*Problems*.
**a)** In the strawberry tart text, who translated the German recipe?
**b)** Reproduce word for word the part of the strawberry tart text starting with "I tried cooking" and going on through "not the pastry.".

*Selected passage*.
Tarte of Strawberries (Strawberry Tart)

To make a tarte of Strawberries.
Wash your strawberries, and put them into your Tarte, and season them with suger, cynamon and Ginger, and put in a little red wine into them.
Thomas Dawson, The Good Huswife’s Jewell, 1596.

To make a Tart of Strawberries.
Wash your strawberries, and put them into your tart, and season them with sugar, cinnamon and ginger, and put in a little red wine into them.

89 Ain erbertorten zú machen
Mach das bedellin vnnd laß erstarcken jn der tortenpfanen/darnach nim die erber vnnd legs daraúf vmber aúfs allernechst zúsamen, darnach zúckeres woll aúfs allerbast, laß darnach ain klain weil bachen, geúß ain malúasier daraúf vmber vnnd laß ain weil bachen, so jst er gemacht.
Das Kuchbuch der Sabrina Welserin, c1553.

89 To make a strawberry tart
Make a pastry shell and let it become firm in the tart pan. Afterwards take strawberries and lay them around on top as close together as possible, after that sweeten them especially well. Next let it bake a short while, pour Malavosia over it and let it bake a while, then it is ready.

The text of the original German recipe can be found here.

The translation of the German recipe is by Valoise Armstrong, and can be found here.

I tried cooking the Dawson recipe several times. The first time, I pureed the strawberries, sugar, wine and spices (despite there being no instructions to do so). And I used far too much wine, so the puree was extremely wet. This caused the pastry shell to completely collapse because it was far too wet. The next two times I used less wine each time, but the tart still collapsed when the pastry got soggy.

And then I found Sabrina Welserin’s recipe. I found it interesting that she specified to bake the strawberries and sugar for a time, then add the wine and continue baking. And trying this, it worked. Even though the pastry still absorbed some liquid from the strawberries and sugar, adding the wine after they had baked a while ensured the strawberries absorbed the wine, not the pastry.

I would recommend eating the strawberries from the pastry shell with a spoon, then eating the pastry separately. It’s still very tasty.


1 quantity shortcrust pastry 50g sugar Optional: 1/2 tsp cinnamon
300g strawberries 30mL madeira wine (see notes) Optional: 1 tsp ginger


  1. Roll out the pastry to approx. 4mm thickness and line a greased pie plate with it.
  2. Prick the bottom of the tart shell. Line the tart shell with baking paper and fill with weights. Blind bake the tart shell for approx. 12 minutes in a 200°C oven. Remove the paper and weights when finished.
  3. Return the tart shell to the oven and bake for a further 8 minutes, to firm the base. If necessary, line the rim of the pie with foil to stop it browning too much.
  4. Wash the strawberries and remove the stalks. Cut any large strawberries into smaller pieces.
  5. Arrange the strawberries in the pastry shell, and sprinkle with sugar and spices, if using.
  6. Bake the tart in a 160°C oven for around 10 minutes, until the strawberries have softened.
  7. Drizzle the wine over the strawberries, and return to the oven for a further 5 minutes.

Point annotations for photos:
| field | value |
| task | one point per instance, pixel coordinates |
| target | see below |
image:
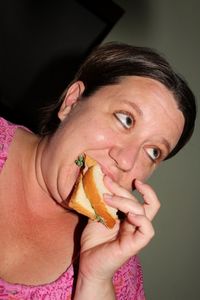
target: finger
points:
(115, 188)
(125, 205)
(141, 236)
(151, 202)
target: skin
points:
(126, 150)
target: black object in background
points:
(42, 43)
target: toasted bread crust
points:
(96, 199)
(73, 203)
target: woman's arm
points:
(103, 250)
(88, 289)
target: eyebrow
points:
(134, 106)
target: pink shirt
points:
(128, 280)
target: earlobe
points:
(71, 98)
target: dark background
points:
(42, 43)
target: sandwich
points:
(87, 195)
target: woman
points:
(129, 111)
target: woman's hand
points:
(104, 250)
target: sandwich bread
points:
(87, 197)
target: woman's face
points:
(128, 128)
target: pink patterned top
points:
(128, 280)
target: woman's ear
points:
(71, 98)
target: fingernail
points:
(109, 179)
(139, 182)
(107, 196)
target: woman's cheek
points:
(101, 138)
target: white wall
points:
(171, 262)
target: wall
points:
(171, 262)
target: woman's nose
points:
(124, 157)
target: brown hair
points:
(108, 63)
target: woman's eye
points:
(126, 119)
(154, 153)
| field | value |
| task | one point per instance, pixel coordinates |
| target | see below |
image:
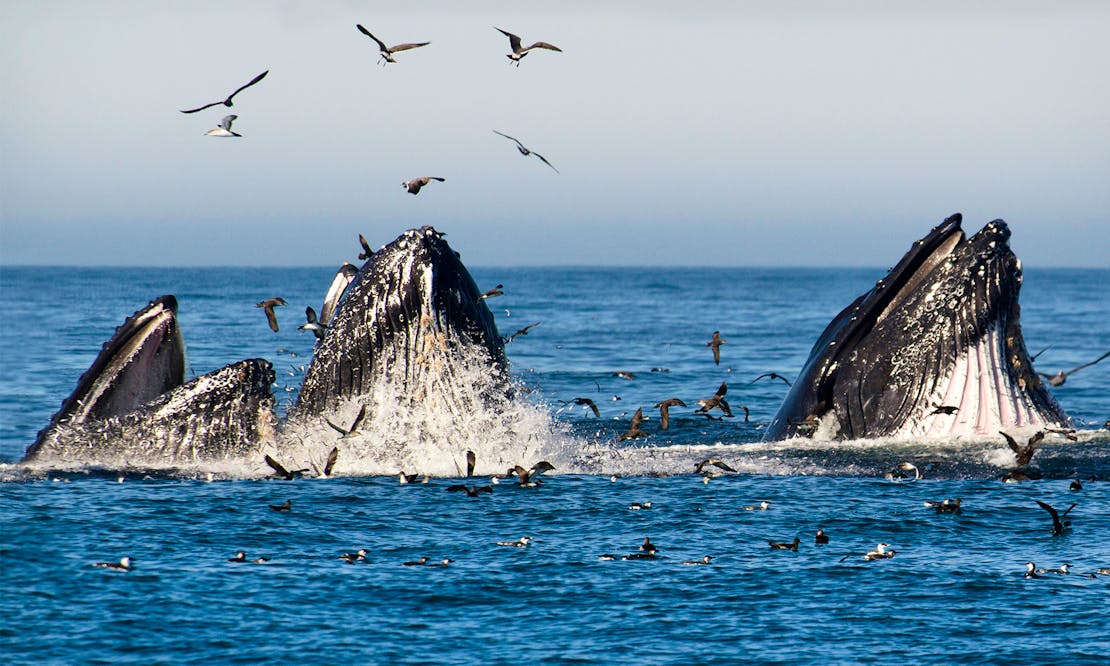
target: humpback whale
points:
(941, 329)
(410, 329)
(132, 405)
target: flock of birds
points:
(517, 51)
(647, 551)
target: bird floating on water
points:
(226, 101)
(386, 52)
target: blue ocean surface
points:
(955, 592)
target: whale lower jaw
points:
(987, 397)
(223, 415)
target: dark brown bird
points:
(664, 409)
(268, 306)
(471, 491)
(386, 52)
(518, 51)
(1059, 525)
(366, 250)
(783, 546)
(346, 432)
(717, 402)
(1023, 454)
(525, 151)
(416, 183)
(715, 343)
(715, 462)
(1060, 377)
(226, 102)
(523, 331)
(772, 375)
(493, 293)
(634, 432)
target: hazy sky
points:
(732, 133)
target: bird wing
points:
(544, 160)
(1087, 364)
(202, 108)
(406, 47)
(381, 44)
(514, 42)
(245, 86)
(544, 46)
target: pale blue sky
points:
(732, 133)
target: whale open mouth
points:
(934, 350)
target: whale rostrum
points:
(934, 350)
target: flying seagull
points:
(525, 151)
(416, 183)
(224, 129)
(1061, 376)
(386, 52)
(518, 51)
(226, 102)
(268, 306)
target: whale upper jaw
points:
(410, 318)
(941, 329)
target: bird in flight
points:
(226, 102)
(386, 52)
(521, 51)
(416, 183)
(224, 129)
(525, 151)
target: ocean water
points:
(954, 593)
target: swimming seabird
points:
(471, 491)
(347, 432)
(717, 402)
(1061, 376)
(1059, 525)
(950, 506)
(1023, 454)
(268, 306)
(664, 407)
(772, 375)
(312, 323)
(352, 557)
(523, 543)
(525, 151)
(226, 102)
(715, 343)
(386, 52)
(414, 184)
(523, 331)
(785, 546)
(122, 565)
(493, 293)
(518, 51)
(224, 128)
(699, 467)
(585, 402)
(634, 432)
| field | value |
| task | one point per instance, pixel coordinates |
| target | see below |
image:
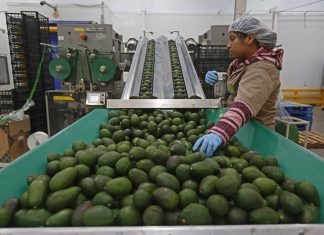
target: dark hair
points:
(241, 35)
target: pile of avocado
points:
(146, 91)
(177, 76)
(141, 171)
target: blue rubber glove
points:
(211, 77)
(209, 143)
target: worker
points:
(253, 81)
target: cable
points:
(39, 69)
(307, 4)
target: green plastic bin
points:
(296, 161)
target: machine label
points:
(64, 98)
(78, 30)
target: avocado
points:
(145, 165)
(63, 179)
(154, 216)
(237, 215)
(138, 176)
(207, 186)
(88, 186)
(306, 190)
(291, 202)
(167, 180)
(98, 215)
(187, 196)
(173, 162)
(106, 170)
(195, 214)
(274, 173)
(264, 215)
(285, 217)
(248, 199)
(265, 185)
(129, 216)
(123, 166)
(82, 171)
(147, 186)
(156, 170)
(66, 162)
(227, 185)
(104, 199)
(109, 159)
(232, 151)
(61, 218)
(250, 173)
(120, 186)
(201, 169)
(166, 198)
(53, 167)
(142, 199)
(309, 215)
(218, 205)
(76, 217)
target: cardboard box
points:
(13, 139)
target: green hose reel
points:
(103, 69)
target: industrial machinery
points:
(87, 61)
(216, 35)
(162, 69)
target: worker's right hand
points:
(211, 77)
(208, 143)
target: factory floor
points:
(318, 126)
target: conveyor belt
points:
(162, 69)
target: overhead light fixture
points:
(55, 13)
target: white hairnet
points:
(248, 24)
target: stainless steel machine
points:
(216, 35)
(87, 61)
(162, 69)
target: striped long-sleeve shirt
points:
(237, 115)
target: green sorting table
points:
(296, 161)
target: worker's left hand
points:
(209, 143)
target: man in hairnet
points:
(253, 81)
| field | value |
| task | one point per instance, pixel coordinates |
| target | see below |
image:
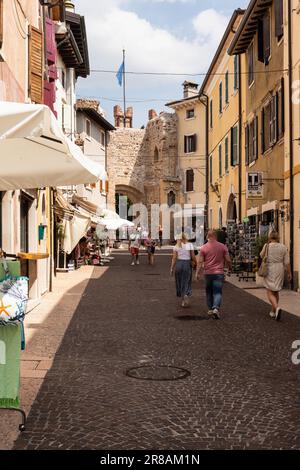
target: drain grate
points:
(157, 373)
(191, 317)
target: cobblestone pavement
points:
(242, 392)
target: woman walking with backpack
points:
(182, 260)
(275, 256)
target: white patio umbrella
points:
(35, 153)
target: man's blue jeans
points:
(214, 285)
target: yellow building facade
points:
(191, 119)
(291, 209)
(260, 40)
(222, 88)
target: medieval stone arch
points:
(231, 208)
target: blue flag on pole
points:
(120, 74)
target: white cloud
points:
(210, 25)
(111, 28)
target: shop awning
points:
(189, 212)
(35, 153)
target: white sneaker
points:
(278, 314)
(216, 314)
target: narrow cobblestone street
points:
(242, 392)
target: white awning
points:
(35, 153)
(188, 212)
(74, 230)
(115, 224)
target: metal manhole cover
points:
(158, 373)
(191, 317)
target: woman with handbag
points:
(183, 261)
(275, 262)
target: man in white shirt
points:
(134, 247)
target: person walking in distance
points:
(278, 261)
(134, 247)
(183, 257)
(150, 245)
(213, 257)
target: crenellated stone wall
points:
(143, 163)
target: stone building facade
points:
(142, 164)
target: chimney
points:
(87, 104)
(129, 118)
(152, 114)
(70, 6)
(119, 116)
(190, 89)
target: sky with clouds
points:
(168, 36)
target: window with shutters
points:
(88, 127)
(266, 127)
(236, 73)
(189, 180)
(211, 114)
(264, 38)
(190, 143)
(58, 11)
(220, 161)
(280, 110)
(251, 144)
(190, 113)
(1, 23)
(279, 19)
(226, 154)
(267, 37)
(36, 81)
(250, 56)
(273, 121)
(102, 138)
(234, 146)
(221, 98)
(227, 87)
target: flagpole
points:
(124, 88)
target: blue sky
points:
(177, 36)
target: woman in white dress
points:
(278, 262)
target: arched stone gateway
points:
(133, 194)
(142, 164)
(231, 209)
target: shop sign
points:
(254, 185)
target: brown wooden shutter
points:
(190, 180)
(260, 41)
(256, 138)
(263, 148)
(1, 23)
(194, 144)
(36, 83)
(58, 11)
(282, 123)
(267, 38)
(278, 18)
(247, 144)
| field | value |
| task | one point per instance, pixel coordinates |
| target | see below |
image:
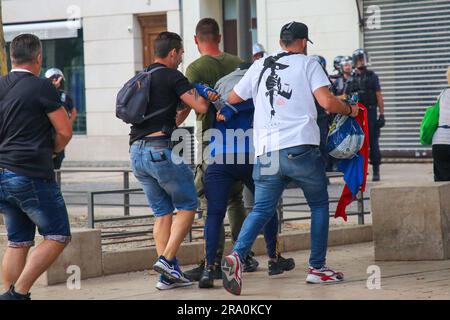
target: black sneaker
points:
(281, 265)
(217, 272)
(207, 279)
(196, 273)
(250, 264)
(11, 294)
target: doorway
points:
(151, 26)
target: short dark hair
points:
(207, 28)
(166, 42)
(24, 49)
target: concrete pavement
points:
(399, 280)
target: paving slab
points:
(399, 280)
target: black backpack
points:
(133, 99)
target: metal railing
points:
(114, 232)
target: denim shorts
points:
(28, 203)
(168, 184)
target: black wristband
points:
(351, 110)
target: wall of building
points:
(113, 48)
(333, 25)
(113, 53)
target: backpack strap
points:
(270, 61)
(10, 87)
(159, 111)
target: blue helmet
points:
(359, 54)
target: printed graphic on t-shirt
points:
(275, 88)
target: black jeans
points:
(374, 136)
(441, 162)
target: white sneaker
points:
(165, 284)
(323, 275)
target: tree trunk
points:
(3, 63)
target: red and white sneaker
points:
(324, 275)
(232, 273)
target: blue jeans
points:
(168, 184)
(28, 203)
(219, 180)
(304, 166)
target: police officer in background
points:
(258, 51)
(340, 84)
(337, 69)
(366, 84)
(57, 77)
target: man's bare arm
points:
(195, 101)
(182, 114)
(233, 98)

*Answers to the exercise*.
**a)** Valoise Armstrong

**b)**
I tried cooking the Dawson recipe several times. The first time, I pureed the strawberries, sugar, wine and spices (despite there being no instructions to do so). And I used far too much wine, so the puree was extremely wet. This caused the pastry shell to completely collapse because it was far too wet. The next two times I used less wine each time, but the tart still collapsed when the pastry got soggy.

And then I found Sabrina Welserin’s recipe. I found it interesting that she specified to bake the strawberries and sugar for a time, then add the wine and continue baking. And trying this, it worked. Even though the pastry still absorbed some liquid from the strawberries and sugar, adding the wine after they had baked a while ensured the strawberries absorbed the wine, not the pastry.